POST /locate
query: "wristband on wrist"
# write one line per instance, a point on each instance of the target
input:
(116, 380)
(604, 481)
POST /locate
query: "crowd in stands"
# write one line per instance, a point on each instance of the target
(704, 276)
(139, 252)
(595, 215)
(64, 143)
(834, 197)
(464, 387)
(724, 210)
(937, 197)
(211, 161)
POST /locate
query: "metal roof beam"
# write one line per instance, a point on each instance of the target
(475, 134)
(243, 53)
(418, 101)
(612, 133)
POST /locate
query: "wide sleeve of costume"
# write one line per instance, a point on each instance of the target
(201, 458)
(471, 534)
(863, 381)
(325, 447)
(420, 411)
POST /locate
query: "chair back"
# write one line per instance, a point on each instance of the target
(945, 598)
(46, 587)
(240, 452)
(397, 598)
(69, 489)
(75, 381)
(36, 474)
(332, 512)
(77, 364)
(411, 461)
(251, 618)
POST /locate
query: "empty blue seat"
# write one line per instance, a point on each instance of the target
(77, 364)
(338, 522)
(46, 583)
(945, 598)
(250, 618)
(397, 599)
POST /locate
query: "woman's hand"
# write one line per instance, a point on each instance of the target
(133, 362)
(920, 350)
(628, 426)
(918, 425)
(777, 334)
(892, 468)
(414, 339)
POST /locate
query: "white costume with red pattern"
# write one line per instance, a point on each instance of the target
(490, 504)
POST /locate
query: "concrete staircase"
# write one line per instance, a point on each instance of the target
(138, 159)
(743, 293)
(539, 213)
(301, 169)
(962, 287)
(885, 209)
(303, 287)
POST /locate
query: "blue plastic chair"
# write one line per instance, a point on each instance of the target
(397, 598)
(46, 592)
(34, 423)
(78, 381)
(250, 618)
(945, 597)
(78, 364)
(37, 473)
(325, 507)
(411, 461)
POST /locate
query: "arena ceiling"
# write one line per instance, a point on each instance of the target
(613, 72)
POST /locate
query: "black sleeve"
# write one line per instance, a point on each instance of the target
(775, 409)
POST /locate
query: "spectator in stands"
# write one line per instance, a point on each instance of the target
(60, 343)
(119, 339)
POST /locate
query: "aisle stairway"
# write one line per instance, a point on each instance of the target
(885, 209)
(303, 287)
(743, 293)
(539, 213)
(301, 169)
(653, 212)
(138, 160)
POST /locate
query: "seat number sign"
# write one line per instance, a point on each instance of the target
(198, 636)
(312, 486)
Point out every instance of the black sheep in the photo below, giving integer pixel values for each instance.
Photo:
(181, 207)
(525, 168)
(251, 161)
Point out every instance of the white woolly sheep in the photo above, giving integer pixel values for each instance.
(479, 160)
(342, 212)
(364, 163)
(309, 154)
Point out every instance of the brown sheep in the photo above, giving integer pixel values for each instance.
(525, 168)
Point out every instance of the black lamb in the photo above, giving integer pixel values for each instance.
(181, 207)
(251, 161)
____
» Your objective
When copying the data above, keep every line exactly as written.

» Reply
POST /locate
query: "wristband on wrist"
# write one line per instance, a point on each instance of the target
input:
(116, 380)
(604, 481)
POST /locate
query: "crowd in stands"
# write one line per instance, a point on each instance of the target
(704, 276)
(139, 252)
(595, 215)
(64, 143)
(834, 197)
(464, 387)
(724, 210)
(937, 197)
(211, 161)
POST /locate
query: "metal roof beam"
# write one line per instance, a point on each instance of the target
(475, 134)
(243, 53)
(418, 101)
(612, 133)
POST /locate
query: "wide sleeve of costume"
# write one line per instance, a point on each instance of the target
(201, 458)
(471, 534)
(863, 381)
(325, 447)
(420, 411)
POST /locate
query: "chair back"
# write one line per instance, a point on each instance of the target
(945, 598)
(46, 587)
(240, 452)
(397, 598)
(69, 489)
(75, 381)
(36, 474)
(332, 512)
(77, 364)
(411, 461)
(251, 618)
POST /locate
query: "empty blue seat"
# write one line per instance, a point on each instance of the target
(77, 364)
(338, 522)
(46, 583)
(945, 598)
(250, 618)
(397, 599)
POST /locate
query: "woman's hand"
# write one line per instance, a point on each instance of the target
(133, 362)
(920, 350)
(628, 426)
(918, 425)
(777, 334)
(892, 468)
(414, 339)
POST /locate
query: "white costume with red pattern"
# write one line per instance, a point on each instance of the target
(490, 504)
POST /locate
query: "concrete staircase"
# write one line per instance, a point on each instance of the target
(138, 159)
(743, 293)
(539, 213)
(301, 169)
(962, 287)
(885, 209)
(303, 287)
POST /locate
query: "blue plastic chair"
# write one line per instance, a point on each instance of the target
(397, 598)
(46, 592)
(34, 423)
(78, 381)
(250, 618)
(945, 597)
(78, 364)
(37, 473)
(325, 507)
(411, 461)
POST /locate
query: "arena ceiling"
# write one line per instance, a point on each instance of the target
(613, 72)
POST /locate
query: "black sleeve"
# write one line per instance, a point on each instance of the target
(775, 409)
POST /locate
query: "spectator in stands"
# write one line per instance, a point on each instance of the target
(60, 343)
(119, 339)
POST /locate
query: "aisle stairway"
# write one line per instance, a point on each instance of the target
(885, 209)
(303, 287)
(743, 293)
(539, 213)
(301, 169)
(653, 212)
(138, 160)
POST /locate
query: "seat number sign"
# write one line per instance, a point on each instance of the target
(198, 636)
(312, 486)
Point out every instance of the black sheep in the photo below, giving integer pixel values for each instance.
Photo:
(181, 207)
(525, 168)
(251, 161)
Point out every instance of the white woolly sheep in the photo above, giving integer pixel values for each instance.
(479, 160)
(342, 212)
(364, 163)
(309, 154)
Point out every instance of the brown sheep in the photo above, giving integer pixel values for each instance.
(525, 168)
Point out every instance of the black lamb in the photo above, giving integer pixel values for each instance.
(181, 207)
(251, 161)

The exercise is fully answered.